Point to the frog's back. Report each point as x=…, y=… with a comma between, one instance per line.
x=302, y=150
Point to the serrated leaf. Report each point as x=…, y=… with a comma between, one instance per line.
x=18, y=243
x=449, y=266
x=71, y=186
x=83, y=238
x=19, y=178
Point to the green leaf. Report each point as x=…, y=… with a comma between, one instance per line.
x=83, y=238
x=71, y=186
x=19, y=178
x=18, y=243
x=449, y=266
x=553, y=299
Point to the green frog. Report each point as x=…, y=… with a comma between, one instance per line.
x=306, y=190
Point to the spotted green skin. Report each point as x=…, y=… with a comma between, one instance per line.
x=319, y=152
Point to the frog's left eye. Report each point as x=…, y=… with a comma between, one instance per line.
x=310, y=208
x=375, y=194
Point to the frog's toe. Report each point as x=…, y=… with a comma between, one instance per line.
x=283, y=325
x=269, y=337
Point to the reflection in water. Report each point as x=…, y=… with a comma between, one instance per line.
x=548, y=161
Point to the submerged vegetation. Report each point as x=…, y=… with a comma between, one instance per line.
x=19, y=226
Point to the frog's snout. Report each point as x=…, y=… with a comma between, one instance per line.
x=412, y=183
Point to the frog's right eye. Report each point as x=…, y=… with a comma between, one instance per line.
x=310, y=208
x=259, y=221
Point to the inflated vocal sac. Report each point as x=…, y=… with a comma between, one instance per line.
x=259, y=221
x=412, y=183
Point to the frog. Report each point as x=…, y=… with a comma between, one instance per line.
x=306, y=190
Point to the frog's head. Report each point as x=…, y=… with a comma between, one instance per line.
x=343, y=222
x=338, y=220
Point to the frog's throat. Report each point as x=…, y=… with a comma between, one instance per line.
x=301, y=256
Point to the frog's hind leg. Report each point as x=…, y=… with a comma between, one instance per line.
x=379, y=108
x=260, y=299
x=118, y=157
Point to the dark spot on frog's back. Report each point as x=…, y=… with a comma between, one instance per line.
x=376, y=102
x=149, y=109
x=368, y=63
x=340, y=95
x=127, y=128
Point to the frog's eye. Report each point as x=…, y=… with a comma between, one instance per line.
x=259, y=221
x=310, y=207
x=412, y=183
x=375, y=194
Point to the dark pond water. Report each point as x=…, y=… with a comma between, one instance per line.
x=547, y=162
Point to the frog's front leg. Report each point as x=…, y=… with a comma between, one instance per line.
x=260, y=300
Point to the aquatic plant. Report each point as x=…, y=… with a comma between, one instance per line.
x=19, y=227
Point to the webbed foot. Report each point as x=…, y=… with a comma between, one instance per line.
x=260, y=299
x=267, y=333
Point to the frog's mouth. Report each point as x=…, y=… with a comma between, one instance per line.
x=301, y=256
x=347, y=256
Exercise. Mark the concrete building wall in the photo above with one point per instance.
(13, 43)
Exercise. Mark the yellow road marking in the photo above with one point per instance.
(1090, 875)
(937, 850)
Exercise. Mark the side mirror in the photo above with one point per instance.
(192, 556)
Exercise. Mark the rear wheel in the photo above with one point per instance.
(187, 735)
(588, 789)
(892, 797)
##########
_What is expected_: Output consists of exactly the lines from the one containing "Exercise. Mark the yellow" to the end of the records above, retyped without change and with nothing extra.

_Answer below_:
Exercise. Mark the yellow road marking in the photo above with one point per instance.
(1090, 875)
(937, 850)
Exercise. Mark the side mirror in the photo above with one point per instance.
(192, 556)
Exercise. Mark the rear wheel in the photo above with one point per instance.
(187, 735)
(588, 789)
(892, 797)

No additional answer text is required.